(Segmentation dataset data)
•••
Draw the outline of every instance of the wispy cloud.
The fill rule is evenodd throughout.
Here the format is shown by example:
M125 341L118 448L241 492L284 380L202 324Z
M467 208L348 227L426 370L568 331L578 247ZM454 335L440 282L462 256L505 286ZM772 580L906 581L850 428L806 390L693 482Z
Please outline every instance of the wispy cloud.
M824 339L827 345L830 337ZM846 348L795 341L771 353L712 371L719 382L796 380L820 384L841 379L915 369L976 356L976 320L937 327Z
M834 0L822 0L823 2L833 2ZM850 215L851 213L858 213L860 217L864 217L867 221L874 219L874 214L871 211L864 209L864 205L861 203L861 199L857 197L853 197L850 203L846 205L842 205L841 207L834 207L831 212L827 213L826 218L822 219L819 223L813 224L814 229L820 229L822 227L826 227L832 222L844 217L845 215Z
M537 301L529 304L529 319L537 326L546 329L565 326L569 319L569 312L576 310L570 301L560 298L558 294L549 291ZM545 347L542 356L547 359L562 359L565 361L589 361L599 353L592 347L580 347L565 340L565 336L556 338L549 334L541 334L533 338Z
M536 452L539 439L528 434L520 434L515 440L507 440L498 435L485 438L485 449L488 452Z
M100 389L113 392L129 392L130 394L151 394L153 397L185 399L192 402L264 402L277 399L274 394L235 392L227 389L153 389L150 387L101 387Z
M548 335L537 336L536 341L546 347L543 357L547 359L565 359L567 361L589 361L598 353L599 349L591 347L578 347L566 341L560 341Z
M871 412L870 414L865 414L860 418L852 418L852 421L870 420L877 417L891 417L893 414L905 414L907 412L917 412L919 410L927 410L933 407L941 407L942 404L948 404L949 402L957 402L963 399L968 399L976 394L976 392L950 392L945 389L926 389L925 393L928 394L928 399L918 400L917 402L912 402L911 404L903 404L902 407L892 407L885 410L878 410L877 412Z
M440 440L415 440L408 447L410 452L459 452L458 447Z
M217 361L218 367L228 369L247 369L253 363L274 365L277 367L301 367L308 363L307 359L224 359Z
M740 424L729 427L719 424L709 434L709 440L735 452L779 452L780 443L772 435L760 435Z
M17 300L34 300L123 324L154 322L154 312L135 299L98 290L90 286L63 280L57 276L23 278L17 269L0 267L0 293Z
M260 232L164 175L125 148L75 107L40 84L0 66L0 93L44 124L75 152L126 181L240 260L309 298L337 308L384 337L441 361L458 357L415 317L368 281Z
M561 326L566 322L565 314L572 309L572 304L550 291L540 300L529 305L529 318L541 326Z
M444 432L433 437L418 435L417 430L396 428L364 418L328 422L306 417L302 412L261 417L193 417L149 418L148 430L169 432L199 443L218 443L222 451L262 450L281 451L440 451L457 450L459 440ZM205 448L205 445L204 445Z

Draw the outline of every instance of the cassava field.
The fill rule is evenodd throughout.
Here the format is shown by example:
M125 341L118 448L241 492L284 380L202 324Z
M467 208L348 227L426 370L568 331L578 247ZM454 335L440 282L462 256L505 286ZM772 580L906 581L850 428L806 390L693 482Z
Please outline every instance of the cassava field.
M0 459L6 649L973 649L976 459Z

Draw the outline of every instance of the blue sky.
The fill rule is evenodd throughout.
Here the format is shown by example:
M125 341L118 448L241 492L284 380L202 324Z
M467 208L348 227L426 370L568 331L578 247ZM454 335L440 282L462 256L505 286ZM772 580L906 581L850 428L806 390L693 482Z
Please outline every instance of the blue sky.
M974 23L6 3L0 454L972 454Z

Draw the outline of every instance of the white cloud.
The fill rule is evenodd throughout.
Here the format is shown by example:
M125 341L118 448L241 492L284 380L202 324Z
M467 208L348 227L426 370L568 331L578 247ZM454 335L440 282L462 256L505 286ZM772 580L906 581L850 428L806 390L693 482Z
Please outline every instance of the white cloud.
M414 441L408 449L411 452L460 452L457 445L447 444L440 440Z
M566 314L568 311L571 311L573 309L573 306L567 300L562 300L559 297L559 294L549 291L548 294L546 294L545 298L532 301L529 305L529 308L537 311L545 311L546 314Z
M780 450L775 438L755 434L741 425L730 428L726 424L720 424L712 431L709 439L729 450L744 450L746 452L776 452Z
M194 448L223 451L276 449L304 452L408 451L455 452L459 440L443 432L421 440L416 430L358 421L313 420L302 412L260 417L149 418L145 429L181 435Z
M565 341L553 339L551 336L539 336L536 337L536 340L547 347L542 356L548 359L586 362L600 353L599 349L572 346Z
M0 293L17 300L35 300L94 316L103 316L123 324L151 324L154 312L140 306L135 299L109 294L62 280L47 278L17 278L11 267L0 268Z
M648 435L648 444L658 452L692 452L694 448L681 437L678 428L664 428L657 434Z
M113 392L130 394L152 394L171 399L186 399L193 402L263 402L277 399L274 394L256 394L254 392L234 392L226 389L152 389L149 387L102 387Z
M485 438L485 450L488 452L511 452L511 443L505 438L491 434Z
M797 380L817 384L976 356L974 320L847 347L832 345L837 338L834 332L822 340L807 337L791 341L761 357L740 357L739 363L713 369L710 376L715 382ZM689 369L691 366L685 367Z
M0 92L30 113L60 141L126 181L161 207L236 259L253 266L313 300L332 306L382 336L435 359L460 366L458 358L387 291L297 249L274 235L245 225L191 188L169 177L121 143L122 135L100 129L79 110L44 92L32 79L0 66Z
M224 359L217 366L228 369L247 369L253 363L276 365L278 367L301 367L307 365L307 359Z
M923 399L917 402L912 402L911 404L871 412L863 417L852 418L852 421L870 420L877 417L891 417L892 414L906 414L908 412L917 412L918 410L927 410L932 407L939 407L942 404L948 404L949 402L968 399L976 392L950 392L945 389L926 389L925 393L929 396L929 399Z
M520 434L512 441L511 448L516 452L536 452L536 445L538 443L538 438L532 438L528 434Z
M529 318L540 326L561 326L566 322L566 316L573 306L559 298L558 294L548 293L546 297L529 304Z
•••
Write out the data verbatim, beginning at the line that contains "Draw the outline of every instance of the white" and ending after the line that contains "M565 341L553 339L551".

Draw the outline of every instance of the white cloud.
The fill rule is evenodd throughout.
Here the format is shown by example:
M125 341L118 448L241 492L284 380L202 324Z
M467 208L348 227L426 370L568 331L578 247ZM454 335L440 282L462 256L505 286ZM772 580L906 581L850 428L806 390L693 482Z
Please outline every instance of the white cloud.
M414 441L408 449L411 452L460 452L457 445L447 444L440 440Z
M566 314L568 311L571 311L573 309L573 306L567 300L562 300L559 297L559 294L549 291L548 294L546 294L545 298L532 301L529 305L529 308L537 311L545 311L546 314Z
M780 450L775 438L755 434L741 425L730 428L726 424L720 424L712 431L709 439L729 450L744 450L746 452L776 452Z
M194 448L223 451L276 449L304 452L408 451L455 452L459 440L443 432L421 440L416 430L358 421L313 420L302 412L260 417L149 418L145 429L181 435Z
M565 341L553 339L551 336L539 336L536 337L536 340L547 347L542 356L548 359L586 362L600 353L599 349L572 346Z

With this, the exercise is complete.